> [PROBLEM]:
Output only this range of the data below: the line that contains "Where can the car" through the final line, both ends included, each retyped exactly.

> [RECORDS FOR THE TASK]:
———
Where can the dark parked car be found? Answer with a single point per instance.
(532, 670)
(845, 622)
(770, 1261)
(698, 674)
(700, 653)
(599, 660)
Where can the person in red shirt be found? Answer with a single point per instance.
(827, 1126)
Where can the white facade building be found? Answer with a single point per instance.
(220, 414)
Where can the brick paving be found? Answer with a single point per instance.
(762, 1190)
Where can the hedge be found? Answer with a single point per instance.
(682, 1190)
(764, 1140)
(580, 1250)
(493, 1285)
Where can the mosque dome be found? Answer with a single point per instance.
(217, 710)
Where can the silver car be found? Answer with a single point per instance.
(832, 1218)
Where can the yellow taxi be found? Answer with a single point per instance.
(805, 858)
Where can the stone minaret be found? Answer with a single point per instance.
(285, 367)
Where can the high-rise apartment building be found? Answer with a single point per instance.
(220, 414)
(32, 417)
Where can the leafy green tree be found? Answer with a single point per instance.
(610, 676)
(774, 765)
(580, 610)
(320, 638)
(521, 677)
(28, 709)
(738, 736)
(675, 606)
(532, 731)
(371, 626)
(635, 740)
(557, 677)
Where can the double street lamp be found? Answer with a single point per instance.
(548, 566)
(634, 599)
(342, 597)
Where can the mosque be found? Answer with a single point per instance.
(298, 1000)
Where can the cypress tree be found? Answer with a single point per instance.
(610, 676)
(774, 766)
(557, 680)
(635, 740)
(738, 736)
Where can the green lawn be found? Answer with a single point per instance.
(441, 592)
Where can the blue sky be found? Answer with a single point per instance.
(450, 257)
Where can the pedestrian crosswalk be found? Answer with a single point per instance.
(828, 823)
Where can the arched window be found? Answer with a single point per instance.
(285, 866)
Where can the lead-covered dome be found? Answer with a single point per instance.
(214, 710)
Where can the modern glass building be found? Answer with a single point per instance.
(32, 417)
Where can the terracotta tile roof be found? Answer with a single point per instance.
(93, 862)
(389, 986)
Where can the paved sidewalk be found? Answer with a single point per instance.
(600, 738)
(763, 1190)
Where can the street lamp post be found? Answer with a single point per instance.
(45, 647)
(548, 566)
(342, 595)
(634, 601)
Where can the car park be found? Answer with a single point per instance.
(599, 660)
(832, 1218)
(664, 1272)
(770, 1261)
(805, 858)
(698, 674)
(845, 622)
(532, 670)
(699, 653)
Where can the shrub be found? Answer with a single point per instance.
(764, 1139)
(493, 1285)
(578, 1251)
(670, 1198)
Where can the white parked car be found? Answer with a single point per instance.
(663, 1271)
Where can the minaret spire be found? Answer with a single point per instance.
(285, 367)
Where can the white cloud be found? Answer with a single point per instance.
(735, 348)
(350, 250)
———
> [SOLUTION FOR THIS TASK]:
Where can the car park be found? Answer with a single point per instance.
(599, 660)
(832, 1218)
(664, 1272)
(770, 1261)
(805, 858)
(698, 674)
(845, 622)
(532, 670)
(699, 653)
Where can the shrub be found? Answer with a single point per instance.
(764, 1139)
(493, 1285)
(578, 1251)
(670, 1198)
Where can the white parked car be found? Answer with a single point per instance.
(663, 1271)
Where can the minaret spire be found? Answer with a single point per instance.
(285, 367)
Where can the white cloud be found? Answer with a single point per instance.
(735, 348)
(350, 250)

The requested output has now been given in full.